◆ Document passage
PES packet: See ISO/IEC 13818-1 [1]. 

pixel-data: A string of data bytes that contains, in coded form, the representation of a graphical object. 

region: A rectangular area on the screen in which objects are shown. Objects that share one or more 
horizontal scan lines on the screen are included in the same region. 

NOTE 3: A region therefore monopolizes the scan lines of which it occupies any part; no two 
regions can be presented horizontally next to each other. 

transport packet: See ISO/IEC 13818-1 [1]. 

transport packet stream: A sub-set of the transport packets in a transport stream sharing a common 
Packet Identifier (PID). 

transport stream: See ISO/IEC 13818-1 [1]. A data stream carrying one or more MPEG programs.

[Rows of box annotation data]
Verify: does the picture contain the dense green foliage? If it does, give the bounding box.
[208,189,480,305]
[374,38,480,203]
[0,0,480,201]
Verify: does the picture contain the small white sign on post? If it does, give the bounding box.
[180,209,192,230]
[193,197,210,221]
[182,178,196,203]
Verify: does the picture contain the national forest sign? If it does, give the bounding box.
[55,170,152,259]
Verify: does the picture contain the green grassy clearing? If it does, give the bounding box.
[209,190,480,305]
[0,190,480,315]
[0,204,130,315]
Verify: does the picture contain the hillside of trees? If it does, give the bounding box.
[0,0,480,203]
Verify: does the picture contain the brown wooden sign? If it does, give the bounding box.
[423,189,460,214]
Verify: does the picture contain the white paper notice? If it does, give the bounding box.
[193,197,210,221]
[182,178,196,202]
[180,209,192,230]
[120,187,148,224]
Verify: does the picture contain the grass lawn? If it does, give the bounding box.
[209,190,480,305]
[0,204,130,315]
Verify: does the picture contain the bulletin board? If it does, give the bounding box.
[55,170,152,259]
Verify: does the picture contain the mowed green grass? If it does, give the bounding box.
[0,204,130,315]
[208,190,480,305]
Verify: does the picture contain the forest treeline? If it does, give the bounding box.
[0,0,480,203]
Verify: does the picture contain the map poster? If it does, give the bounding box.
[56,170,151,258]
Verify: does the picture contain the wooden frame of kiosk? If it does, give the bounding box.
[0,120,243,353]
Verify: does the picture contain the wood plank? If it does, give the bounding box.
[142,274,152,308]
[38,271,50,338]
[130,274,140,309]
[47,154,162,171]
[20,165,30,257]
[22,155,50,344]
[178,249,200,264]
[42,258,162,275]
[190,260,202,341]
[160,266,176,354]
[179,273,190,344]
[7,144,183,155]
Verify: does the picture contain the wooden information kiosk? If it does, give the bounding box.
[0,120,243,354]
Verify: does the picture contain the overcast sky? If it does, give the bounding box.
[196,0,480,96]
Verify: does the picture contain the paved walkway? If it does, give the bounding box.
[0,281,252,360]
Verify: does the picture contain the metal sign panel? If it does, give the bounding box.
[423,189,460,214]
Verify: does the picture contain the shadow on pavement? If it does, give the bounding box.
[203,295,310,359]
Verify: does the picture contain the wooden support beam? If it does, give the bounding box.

◆ What the task requires
List every term that the glossary defines. These rows were taken from a different source than the glossary.

◆ Solution for this problem
PES packet, pixel-data, region, transport packet, transport packet stream, transport stream